• WHAT YOU SHOULD DO:
All lines below containing the string "Target" are to be copied.

• SOURCE RECORDS:
[Start of Attachment]

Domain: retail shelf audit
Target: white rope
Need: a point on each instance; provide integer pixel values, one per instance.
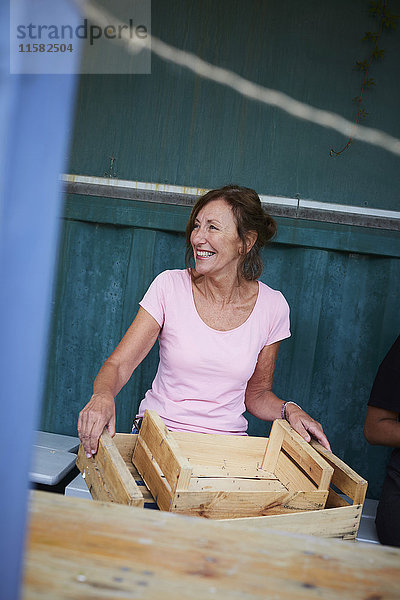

[End of Attachment]
[Start of Attachment]

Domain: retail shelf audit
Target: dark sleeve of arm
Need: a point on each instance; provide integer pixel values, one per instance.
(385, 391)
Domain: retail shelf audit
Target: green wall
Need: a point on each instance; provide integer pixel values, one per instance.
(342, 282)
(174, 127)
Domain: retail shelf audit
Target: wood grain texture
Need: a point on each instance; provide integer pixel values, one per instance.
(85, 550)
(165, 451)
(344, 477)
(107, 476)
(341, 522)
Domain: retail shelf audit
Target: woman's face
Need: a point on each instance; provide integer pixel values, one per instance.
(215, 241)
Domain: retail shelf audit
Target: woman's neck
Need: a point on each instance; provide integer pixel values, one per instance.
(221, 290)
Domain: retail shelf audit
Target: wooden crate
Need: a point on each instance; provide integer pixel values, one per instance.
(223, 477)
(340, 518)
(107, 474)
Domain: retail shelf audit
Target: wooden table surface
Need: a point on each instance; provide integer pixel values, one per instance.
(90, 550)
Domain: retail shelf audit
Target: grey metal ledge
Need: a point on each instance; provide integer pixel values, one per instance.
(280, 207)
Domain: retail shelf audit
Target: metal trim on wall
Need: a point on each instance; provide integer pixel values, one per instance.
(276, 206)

[End of Attachment]
[Start of Attachment]

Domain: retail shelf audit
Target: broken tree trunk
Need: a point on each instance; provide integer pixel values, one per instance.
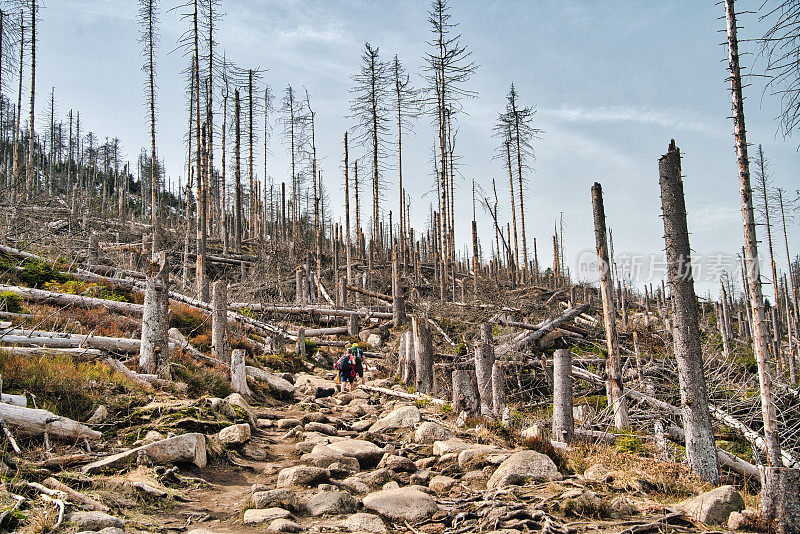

[End of Attachment]

• ANSWER:
Target: white rope
Target: dark sleeve of arm
Target: green wall
Target: wood grain texture
Target: woman's face
Target: woman's neck
Target: wooden crate
Target: wooden table surface
Target: grey metal ledge
Target: metal trim on wall
Target: broken tree trunk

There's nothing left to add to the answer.